Write out, word for word, only the lines from the one containing "Spot the yellow protest" through the final line of the data.

□ □ □

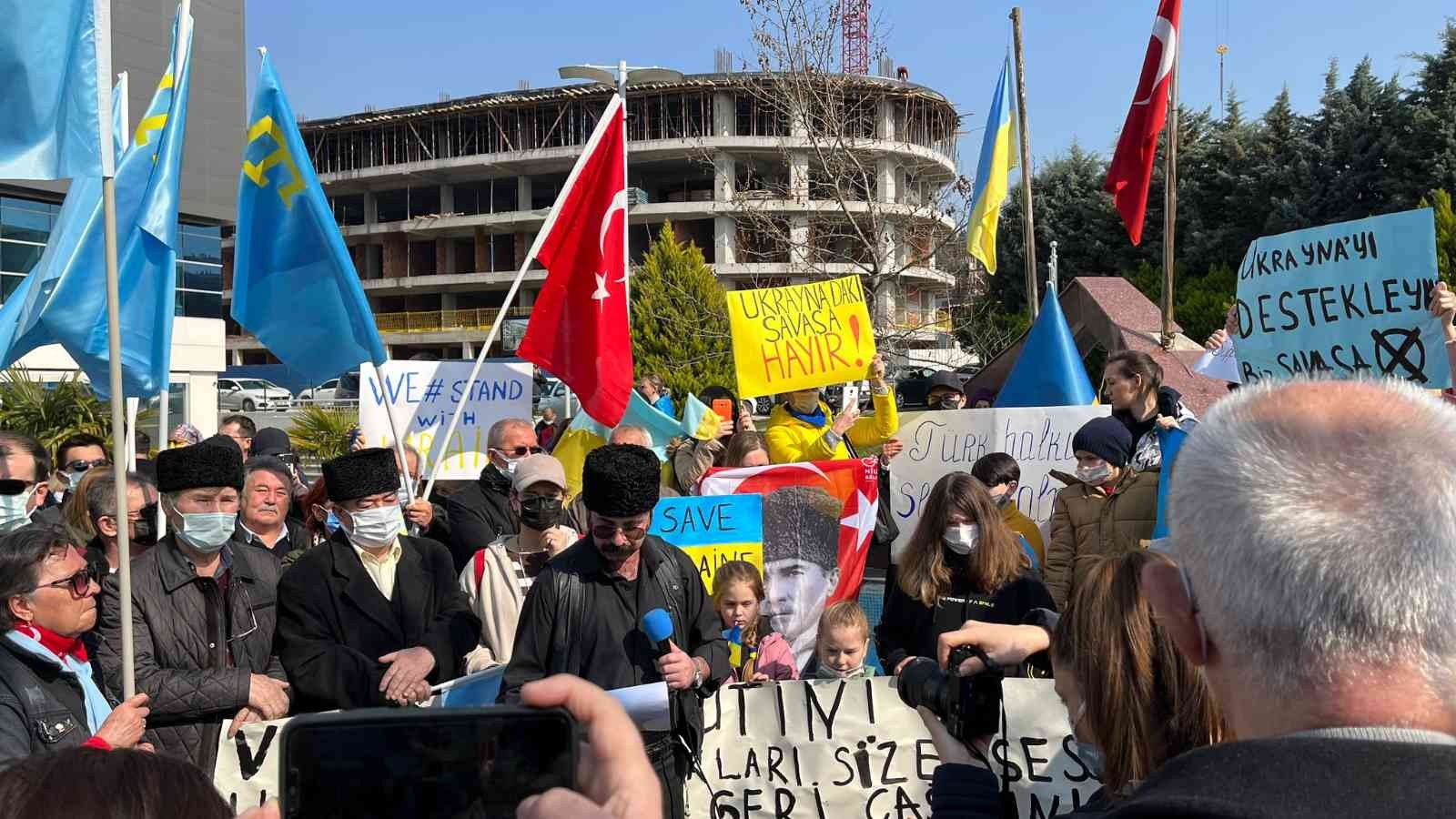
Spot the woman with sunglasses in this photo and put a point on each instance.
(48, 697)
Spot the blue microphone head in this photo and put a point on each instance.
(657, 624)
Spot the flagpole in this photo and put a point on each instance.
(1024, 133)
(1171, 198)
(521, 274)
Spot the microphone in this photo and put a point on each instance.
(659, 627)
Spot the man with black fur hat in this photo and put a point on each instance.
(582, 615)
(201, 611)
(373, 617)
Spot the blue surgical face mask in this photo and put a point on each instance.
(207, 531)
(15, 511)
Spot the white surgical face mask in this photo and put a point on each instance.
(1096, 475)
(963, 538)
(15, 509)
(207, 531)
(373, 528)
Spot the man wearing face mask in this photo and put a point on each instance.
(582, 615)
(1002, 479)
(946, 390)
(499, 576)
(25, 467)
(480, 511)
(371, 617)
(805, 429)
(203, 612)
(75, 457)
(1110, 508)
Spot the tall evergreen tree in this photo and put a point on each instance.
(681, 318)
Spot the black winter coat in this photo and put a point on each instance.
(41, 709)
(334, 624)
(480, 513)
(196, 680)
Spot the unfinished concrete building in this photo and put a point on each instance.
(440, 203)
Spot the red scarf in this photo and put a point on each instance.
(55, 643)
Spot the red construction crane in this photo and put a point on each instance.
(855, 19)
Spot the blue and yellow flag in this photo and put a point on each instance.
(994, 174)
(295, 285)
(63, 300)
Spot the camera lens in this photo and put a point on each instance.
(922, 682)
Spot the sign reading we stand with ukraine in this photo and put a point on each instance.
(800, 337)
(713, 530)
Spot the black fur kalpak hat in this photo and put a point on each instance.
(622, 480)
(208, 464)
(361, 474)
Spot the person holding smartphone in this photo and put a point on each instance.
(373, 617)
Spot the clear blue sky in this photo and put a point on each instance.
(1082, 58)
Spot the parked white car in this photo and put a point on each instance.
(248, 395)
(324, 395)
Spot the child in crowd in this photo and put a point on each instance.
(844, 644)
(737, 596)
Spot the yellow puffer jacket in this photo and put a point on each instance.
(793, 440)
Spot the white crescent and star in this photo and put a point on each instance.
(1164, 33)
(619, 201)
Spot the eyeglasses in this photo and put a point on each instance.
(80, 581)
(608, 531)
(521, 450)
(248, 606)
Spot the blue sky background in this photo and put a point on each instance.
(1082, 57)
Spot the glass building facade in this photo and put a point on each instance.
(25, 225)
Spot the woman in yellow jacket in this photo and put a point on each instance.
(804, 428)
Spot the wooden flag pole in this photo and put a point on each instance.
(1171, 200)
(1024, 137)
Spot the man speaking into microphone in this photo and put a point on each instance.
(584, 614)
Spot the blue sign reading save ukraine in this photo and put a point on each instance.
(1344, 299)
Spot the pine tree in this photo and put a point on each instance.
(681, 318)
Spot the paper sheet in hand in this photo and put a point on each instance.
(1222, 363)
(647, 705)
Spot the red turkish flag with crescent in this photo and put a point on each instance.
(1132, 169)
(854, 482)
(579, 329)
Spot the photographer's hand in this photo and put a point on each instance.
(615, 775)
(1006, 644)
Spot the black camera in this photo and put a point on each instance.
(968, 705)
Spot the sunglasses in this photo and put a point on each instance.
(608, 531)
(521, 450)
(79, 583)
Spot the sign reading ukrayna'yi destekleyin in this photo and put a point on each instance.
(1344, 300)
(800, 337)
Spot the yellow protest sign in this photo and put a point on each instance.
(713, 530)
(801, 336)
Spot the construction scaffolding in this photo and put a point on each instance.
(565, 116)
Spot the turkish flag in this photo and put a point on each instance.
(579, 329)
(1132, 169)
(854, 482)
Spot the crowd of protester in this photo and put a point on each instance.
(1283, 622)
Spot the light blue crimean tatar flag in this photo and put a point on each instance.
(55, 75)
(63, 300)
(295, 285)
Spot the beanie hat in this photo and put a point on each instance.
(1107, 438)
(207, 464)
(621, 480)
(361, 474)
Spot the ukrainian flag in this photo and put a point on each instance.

□ □ □

• EXERCISE SOLUTION
Spot the yellow protest sign in this photo and put a point on each instance.
(713, 530)
(801, 336)
Spot the construction scaffolding in this photo and put a point on each instance.
(565, 116)
Spot the turkish flag in this photo and put a point on each instance.
(579, 329)
(1132, 169)
(854, 482)
Spot the crowd of protester in this photo and put a point on each instance.
(1283, 622)
Spot the light blue crimean tatar flag in this photo and put a point on each instance.
(55, 75)
(63, 300)
(295, 285)
Spot the beanie hat in this photo and put a point on each instance.
(1107, 438)
(207, 464)
(621, 480)
(361, 474)
Spot the ukrainian flag in this photo and put a point on each instance.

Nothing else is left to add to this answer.